Provided entries section start

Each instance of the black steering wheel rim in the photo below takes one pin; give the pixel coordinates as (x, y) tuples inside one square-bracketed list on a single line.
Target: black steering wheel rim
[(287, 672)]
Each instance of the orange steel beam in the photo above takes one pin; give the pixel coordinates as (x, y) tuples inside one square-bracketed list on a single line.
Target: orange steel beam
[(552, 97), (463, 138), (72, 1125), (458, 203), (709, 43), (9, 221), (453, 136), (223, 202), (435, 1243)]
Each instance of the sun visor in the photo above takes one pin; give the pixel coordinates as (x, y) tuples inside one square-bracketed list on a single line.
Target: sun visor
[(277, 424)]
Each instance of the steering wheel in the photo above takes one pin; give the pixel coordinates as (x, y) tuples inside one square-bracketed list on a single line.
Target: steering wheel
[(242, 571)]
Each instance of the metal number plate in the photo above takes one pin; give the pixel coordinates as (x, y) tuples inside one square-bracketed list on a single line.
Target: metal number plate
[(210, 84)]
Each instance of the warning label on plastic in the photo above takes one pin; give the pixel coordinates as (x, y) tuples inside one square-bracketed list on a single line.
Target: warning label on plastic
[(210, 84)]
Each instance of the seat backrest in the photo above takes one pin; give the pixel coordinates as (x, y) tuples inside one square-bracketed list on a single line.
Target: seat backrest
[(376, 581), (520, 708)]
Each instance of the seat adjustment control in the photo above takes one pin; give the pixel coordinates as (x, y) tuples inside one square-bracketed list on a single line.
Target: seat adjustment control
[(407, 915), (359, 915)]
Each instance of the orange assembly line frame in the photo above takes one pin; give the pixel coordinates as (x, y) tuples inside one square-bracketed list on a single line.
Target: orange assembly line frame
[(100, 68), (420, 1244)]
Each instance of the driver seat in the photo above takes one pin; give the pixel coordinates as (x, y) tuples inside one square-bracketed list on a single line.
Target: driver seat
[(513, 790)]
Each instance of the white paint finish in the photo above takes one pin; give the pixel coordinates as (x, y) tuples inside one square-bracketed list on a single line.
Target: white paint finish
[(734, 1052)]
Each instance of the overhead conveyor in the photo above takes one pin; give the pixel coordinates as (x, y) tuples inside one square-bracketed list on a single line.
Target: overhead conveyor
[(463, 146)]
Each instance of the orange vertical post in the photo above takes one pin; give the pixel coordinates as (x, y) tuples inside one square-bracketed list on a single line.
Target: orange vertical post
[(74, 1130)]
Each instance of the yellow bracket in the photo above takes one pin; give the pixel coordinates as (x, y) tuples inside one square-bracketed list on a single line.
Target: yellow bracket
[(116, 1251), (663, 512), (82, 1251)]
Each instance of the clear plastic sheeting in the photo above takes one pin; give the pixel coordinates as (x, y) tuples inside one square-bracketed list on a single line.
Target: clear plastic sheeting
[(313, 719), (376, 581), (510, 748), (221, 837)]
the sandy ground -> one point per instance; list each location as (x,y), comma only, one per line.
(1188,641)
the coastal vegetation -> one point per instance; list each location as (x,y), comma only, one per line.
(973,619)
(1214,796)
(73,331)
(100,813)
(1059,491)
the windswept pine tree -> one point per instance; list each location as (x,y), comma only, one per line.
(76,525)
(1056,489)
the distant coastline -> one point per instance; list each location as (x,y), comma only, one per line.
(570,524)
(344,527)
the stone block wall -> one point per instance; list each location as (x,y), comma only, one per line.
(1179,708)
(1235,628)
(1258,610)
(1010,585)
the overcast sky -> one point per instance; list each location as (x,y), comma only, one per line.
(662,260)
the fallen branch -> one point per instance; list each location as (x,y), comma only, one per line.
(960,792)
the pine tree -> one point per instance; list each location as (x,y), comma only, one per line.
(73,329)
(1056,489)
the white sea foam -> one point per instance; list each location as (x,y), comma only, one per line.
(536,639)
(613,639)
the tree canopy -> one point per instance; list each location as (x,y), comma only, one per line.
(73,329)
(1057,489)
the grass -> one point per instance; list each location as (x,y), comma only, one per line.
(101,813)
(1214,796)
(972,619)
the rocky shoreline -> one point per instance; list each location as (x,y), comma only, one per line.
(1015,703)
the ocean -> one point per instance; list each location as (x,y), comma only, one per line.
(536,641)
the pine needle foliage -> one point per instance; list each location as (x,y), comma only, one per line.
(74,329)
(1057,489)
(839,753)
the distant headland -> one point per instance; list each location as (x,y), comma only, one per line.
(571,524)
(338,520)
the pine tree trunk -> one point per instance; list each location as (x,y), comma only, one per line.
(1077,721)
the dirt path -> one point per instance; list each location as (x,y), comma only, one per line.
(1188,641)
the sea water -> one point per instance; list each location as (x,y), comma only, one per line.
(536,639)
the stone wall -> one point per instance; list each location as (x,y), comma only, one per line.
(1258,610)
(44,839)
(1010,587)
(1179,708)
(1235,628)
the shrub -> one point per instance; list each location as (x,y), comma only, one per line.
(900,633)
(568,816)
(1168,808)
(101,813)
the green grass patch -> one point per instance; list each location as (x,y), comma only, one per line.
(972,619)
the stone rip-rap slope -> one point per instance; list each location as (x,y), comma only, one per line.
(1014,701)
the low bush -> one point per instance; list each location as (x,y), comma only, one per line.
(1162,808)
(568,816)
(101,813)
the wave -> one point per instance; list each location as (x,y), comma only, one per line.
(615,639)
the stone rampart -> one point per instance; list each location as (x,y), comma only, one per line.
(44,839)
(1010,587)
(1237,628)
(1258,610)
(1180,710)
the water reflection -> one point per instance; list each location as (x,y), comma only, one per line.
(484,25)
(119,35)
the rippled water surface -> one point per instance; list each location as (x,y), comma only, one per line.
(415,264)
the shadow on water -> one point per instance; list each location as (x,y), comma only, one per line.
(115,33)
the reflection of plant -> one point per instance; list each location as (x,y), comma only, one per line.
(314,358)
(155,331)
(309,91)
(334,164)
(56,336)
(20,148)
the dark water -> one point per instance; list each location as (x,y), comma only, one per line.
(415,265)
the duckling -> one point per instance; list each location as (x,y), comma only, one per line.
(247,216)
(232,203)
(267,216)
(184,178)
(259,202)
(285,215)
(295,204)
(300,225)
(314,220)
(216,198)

Provided entries section end

■ **Directions for this task**
Once more, write all of the records exactly as given.

■ **Output for this task**
Each instance of the black steering wheel rim in the photo below takes one pin; give the pixel coordinates as (x, y) tuples inside one square-bracketed list on a single line.
Target: black steering wheel rim
[(287, 672)]
Each instance of the orange steel beam in the photo above takes one pin; give the pixel coordinates as (x, y) tuples inside one square-bracketed list on a single line.
Target: orange steel beam
[(552, 97), (463, 138), (72, 1125), (458, 203), (709, 43), (9, 221), (453, 136), (223, 202), (435, 1243)]
Each instance of the sun visor in the photo above takes one pin; give the pixel coordinates as (x, y) tuples inside one square-bracketed list on a single line.
Target: sun visor
[(277, 424)]
Each instance of the steering wheel in the photo above takes one pin; give the pixel coordinates as (x, y) tuples inside one square-bracketed list on a single line.
Target: steering wheel
[(242, 571)]
Each instance of the metal number plate in the photo above takes one pin; give the pixel coordinates as (x, y) tuples inside one square-bracketed list on a single line.
Target: metal number plate
[(210, 84)]
Each instance of the warning label on plastic in the photo above takes one pin; give the pixel coordinates as (x, y) tuples inside one square-bracketed list on a single line.
Target: warning label on plastic
[(210, 84)]
Each instance of the seat backrest in the photo above takes one pin; give the pixel coordinates as (x, y) tuples inside one square-bracketed list on a single line.
Target: seat backrest
[(376, 581), (520, 708)]
Each instance of the seat adjustment control in the photo above takes one pin; give the pixel coordinates as (x, y) tuples inside one square-bracketed list on a single line.
Target: seat adjustment control
[(407, 915), (359, 915)]
Each instance of the orange assembly line frame in the photo above takes one pin; give the pixel coordinates as (x, y) tuples inside one square-bracketed list on a single line.
Target: orange assembly line frame
[(100, 68), (420, 1244)]
Each instance of the driver seat in the photo above takes one pin; give the pixel coordinates as (x, y) tuples inside one square-bracketed list on a single line.
Target: driver seat
[(513, 790)]
Each instance of the white paint finish in the photo above takes one pin; give the pixel coordinates as (x, y) tuples inside one square-bracketed list on a single line.
Target: white paint finish
[(734, 1052)]
Each instance of the overhead conveyor in the photo above takes one pin; give the pixel coordinates as (x, y) tuples inside one square-bracketed list on a single line.
Target: overhead conveyor
[(463, 146)]
Each instance of the orange vertical post in the photo above takes one pin; give the pixel coordinates as (x, y) tuples inside one square-bracketed list on a single line.
Target: orange vertical post
[(74, 1130)]
Each instance of the yellow bracket in the photo above takes one pin; give the pixel coordinates as (x, y) tuples inside one square-bracketed list on a single line.
Target: yellow bracket
[(116, 1251), (663, 512), (82, 1251)]
Each instance of the clear plastic sheeting in the photo above takes one pin; give the pixel coordinates as (x, y) tuples inside one square-bracketed list on a single line.
Target: clear plastic sheeting
[(313, 719), (376, 581), (510, 748), (221, 837)]
the sandy ground -> one point per instance; list each location as (x,y), comma only, one per line.
(1188,641)
the coastal vegetation -> one point per instance; list each location as (x,y), comma only, one per line.
(973,619)
(1214,796)
(73,331)
(100,813)
(1059,491)
the windswept pine tree -> one point per instance; list each location as (x,y), comma only, one per line.
(76,525)
(1056,489)
the distant coastline -> one point per instance; list each location as (x,y), comma only, one per line.
(570,524)
(344,527)
the stone block wall -> one point per instance; list each location as (x,y), comma only, one per line.
(1179,708)
(1235,628)
(1258,610)
(1010,585)
the overcast sky -> one point per instance; list each location as (x,y), comma only, one per line.
(662,260)
the fallen branch -> one point per instance; list each location as (x,y), comma only, one per line.
(960,792)
the pine tree -> one point per instance; list each location as (x,y), comma only, one per line.
(73,329)
(1056,489)
the white sea foam -> one point per instance; list each location as (x,y), comma only, one per line.
(536,639)
(613,639)
the tree canopy -> one point per instance; list each location as (x,y), comma only, one per line.
(73,329)
(1057,489)
the grass -> one point per instance; list each location as (x,y), comma only, one per line.
(101,813)
(1214,796)
(972,619)
the rocky shoreline -> one point per instance; list each location as (x,y), comma only, one per line.
(1015,703)
the ocean -> one point per instance; list each location as (x,y), comma only, one per line.
(536,641)
the pine needle foliage -> one point per instance; list each location as (x,y), comma only, one per line.
(74,329)
(1057,489)
(839,753)
the distant headland -> one point per instance; list each location as (x,y), comma only, one per line.
(571,524)
(338,520)
the pine tree trunk -> one point per instance; list each location as (x,y), comma only, one per line.
(1077,721)
the dirt path -> one point per instance; list each location as (x,y), comma only, one per line.
(1188,641)
the sea water -> one point per instance; list each location as (x,y), comma only, one per line.
(536,639)
the stone wall -> one point per instance; list each location as (x,y), comma only, one per line.
(1258,610)
(44,839)
(1010,587)
(1179,708)
(1235,628)
the shrub -> one point per instance; list each location as (x,y), comma only, one per line.
(900,633)
(568,816)
(1168,808)
(101,813)
the green grass patch -> one point per instance; list each location as (x,y), comma only, one per line.
(972,619)
the stone rip-rap slope -> one point per instance; list each location as (x,y), comma only, one per line.
(1014,701)
the low bush -> one point per instance; list each location as (x,y), comma only, one per line.
(1162,808)
(568,816)
(101,813)
the wave -> one point per instance; list each location as (x,y), comma only, one per line.
(615,639)
the stone rampart -> one point per instance; list each location as (x,y), comma only, one per line.
(44,839)
(1010,587)
(1237,628)
(1258,610)
(1180,710)
the water reflection -> one point per instance; list each location as (x,y), comma only, one per line.
(484,25)
(119,35)
the rippled water surface -> one point per instance; list each location as (x,y), comma only, one per line.
(415,264)
the shadow on water -> one point per instance; list each location as (x,y), comma only, one per line.
(115,33)
the reflection of plant -> one point per instance; list each location as (x,y), comma only, one per line.
(314,358)
(155,331)
(309,91)
(334,164)
(56,336)
(20,148)
the dark water -> one point per instance; list each location as (x,y), comma only, one per line.
(415,265)
the duckling -> one point per instance; list each location as (x,y), comma only, one per line.
(247,216)
(232,203)
(267,216)
(184,178)
(259,202)
(285,215)
(295,204)
(300,225)
(314,220)
(216,198)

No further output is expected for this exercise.